Directions → Throughout the records below, find the lines with the string "laptop" and give how many there are, nothing else.

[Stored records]
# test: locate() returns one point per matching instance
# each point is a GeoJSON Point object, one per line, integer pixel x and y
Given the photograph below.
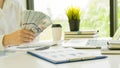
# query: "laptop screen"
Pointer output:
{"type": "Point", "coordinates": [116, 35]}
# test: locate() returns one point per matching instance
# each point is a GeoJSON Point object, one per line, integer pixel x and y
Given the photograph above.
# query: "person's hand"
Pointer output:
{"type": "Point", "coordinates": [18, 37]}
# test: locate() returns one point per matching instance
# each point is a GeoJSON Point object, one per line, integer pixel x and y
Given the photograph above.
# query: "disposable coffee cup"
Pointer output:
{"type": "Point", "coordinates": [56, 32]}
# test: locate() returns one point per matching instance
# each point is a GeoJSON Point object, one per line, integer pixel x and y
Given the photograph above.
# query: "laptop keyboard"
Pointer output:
* * *
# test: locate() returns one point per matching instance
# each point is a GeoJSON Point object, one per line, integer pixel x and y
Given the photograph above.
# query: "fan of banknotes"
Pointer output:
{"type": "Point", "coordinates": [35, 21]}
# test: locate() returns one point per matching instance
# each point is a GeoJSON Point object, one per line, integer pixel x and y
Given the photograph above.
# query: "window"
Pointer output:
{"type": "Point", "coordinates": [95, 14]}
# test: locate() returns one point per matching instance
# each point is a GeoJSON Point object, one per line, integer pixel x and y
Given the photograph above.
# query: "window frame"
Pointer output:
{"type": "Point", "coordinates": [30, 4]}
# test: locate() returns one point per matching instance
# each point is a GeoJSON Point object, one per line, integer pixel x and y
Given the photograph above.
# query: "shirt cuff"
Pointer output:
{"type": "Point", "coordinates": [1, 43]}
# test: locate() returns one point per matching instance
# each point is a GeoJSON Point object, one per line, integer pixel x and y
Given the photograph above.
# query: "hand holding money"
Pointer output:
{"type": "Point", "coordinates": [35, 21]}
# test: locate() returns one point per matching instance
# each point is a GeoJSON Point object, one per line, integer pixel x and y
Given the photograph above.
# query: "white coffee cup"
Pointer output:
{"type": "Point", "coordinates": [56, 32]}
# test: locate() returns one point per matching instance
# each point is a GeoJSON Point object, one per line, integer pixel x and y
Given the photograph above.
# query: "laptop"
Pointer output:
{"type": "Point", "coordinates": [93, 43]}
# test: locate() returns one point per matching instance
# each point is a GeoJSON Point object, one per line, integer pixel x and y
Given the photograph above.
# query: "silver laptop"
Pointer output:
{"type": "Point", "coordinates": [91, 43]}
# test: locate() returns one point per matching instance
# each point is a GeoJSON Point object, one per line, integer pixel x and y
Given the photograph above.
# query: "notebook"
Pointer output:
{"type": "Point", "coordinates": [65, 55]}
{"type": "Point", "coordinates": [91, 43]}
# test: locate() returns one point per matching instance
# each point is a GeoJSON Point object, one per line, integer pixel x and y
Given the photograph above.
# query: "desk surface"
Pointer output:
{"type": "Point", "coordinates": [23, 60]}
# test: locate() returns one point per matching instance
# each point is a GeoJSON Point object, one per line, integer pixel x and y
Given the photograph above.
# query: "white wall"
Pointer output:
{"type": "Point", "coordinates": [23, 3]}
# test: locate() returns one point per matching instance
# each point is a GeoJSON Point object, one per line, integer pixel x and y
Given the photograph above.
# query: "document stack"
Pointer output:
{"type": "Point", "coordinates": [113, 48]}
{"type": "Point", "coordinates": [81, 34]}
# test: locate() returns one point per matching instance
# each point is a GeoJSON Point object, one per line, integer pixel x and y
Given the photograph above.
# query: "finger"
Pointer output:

Your solution → 4